## begin Raw data

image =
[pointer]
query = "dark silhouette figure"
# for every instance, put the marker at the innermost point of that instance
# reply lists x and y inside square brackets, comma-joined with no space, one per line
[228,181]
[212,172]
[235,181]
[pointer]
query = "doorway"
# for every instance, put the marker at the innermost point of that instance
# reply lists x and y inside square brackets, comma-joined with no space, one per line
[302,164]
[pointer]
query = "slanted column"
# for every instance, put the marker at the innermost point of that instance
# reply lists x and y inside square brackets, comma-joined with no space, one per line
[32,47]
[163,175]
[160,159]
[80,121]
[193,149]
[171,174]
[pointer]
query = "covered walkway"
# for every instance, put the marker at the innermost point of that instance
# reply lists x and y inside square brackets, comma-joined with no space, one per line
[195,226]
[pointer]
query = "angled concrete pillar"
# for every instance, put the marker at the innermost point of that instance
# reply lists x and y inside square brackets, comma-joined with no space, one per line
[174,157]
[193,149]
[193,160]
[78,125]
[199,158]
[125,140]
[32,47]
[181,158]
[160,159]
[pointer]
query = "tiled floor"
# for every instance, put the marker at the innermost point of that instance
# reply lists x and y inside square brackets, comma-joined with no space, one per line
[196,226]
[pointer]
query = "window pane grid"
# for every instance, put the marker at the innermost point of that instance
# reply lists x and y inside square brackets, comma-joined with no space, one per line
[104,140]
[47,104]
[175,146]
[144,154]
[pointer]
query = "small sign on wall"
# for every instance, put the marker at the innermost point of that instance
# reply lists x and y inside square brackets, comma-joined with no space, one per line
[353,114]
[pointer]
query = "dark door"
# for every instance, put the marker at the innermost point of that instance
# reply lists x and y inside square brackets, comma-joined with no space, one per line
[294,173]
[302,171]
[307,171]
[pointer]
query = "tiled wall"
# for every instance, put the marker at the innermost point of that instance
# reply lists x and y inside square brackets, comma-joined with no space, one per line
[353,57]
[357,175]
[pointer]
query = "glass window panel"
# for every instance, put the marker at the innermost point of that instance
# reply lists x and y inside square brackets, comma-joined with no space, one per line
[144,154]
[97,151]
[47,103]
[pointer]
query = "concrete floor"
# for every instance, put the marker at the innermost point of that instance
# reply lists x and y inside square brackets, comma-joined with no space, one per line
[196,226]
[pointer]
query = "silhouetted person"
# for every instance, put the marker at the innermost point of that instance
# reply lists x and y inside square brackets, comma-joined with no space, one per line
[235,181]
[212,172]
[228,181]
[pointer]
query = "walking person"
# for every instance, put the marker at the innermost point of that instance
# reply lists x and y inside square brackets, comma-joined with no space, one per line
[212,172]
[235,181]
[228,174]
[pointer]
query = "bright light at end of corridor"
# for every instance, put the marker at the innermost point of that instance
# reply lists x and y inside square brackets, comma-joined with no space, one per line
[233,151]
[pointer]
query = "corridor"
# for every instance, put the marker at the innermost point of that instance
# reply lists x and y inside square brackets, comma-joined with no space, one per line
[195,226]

## end Raw data

▸ Exercise
Retype the data in full and match it exactly.

▸ Complete response
image =
[pointer]
query = "dark silhouette figure"
# for every instance, put the marker at the innermost point of that instance
# reply lists x and y inside square brackets, comma-joined with no space, one per line
[228,181]
[212,172]
[235,181]
[pointer]
query = "doorway"
# for every instance, put the marker at the innermost point of that instance
# reply lists x and y inside square brackets, comma-joined with no space, one per line
[302,164]
[pointer]
query = "slanted column"
# for every instance, put the marker at the innermost point of that instance
# reply lists x and y inside square brackets, comma-joined with no space, one per line
[32,47]
[163,175]
[160,159]
[80,121]
[193,149]
[171,174]
[pointer]
query = "covered walkway"
# for every instance, put the marker at the innermost point of that instance
# reply lists x and y inside square brackets, comma-joined with no space, one per line
[195,226]
[pointer]
query = "angled concrete pillar"
# for every instance, put the marker at the innermost point of that instance
# reply lists x and y inside square brackets, comma-joined with no space, one per line
[174,157]
[193,149]
[193,160]
[78,125]
[199,158]
[125,140]
[32,47]
[181,158]
[160,159]
[pointer]
query = "tiled floor"
# for every instance, put the marker at the innermost point of that instance
# reply lists x and y inside square brackets, comma-joined with no space, one per line
[196,226]
[pointer]
query = "window pane grid"
# for every instance, put the marker at the innermost point of that instance
# reply lists x and y inside square brackets, comma-joined with no space, one per line
[104,140]
[47,104]
[175,146]
[144,154]
[pointer]
query = "small sign on wall"
# for every instance, put the marker at the innermost point of that instance
# reply lists x and y inside square brackets, comma-joined with no space, one per line
[353,114]
[pointer]
query = "dark door"
# for every instance, put the marker at the innermost point of that instance
# reply lists x and y inside square brackets, comma-joined with no space, one per line
[294,173]
[302,171]
[307,171]
[pointer]
query = "tiled wall"
# for every instance, put the marker at the innermost point of that instance
# reply lists x and y inside square brackets, comma-joined with no space, one per line
[353,57]
[357,175]
[pointer]
query = "glass window panel"
# for every instance, put the marker at the innermost point of that instance
# reply lists x and y inside square brackets, comma-joined with no space, one per line
[144,154]
[97,151]
[47,103]
[pointer]
query = "concrete floor"
# for every instance, put the marker at the innermost point of that instance
# reply lists x and y inside square brackets, comma-joined with no space, one per line
[196,226]
[pointer]
query = "silhouetted person"
# for every instance, put the marker at the innermost point of that instance
# reply lists x and y inside square brackets, comma-joined with no space, one per line
[235,181]
[212,172]
[228,181]
[pointer]
query = "walking person"
# for every instance, put the marker at the innermost point of that instance
# reply lists x and y inside square brackets, comma-joined with no space, one per line
[212,172]
[235,181]
[228,174]
[pointer]
query = "bright light at end of corridor"
# for every instance, put the marker at the innermost point of that instance
# reply lists x and y inside square brackets, comma-joined with no space, one per line
[233,151]
[pointer]
query = "corridor"
# for every instance, put the marker at the innermost point of that instance
# reply lists x and y inside square brackets, comma-joined with no space, one per line
[195,226]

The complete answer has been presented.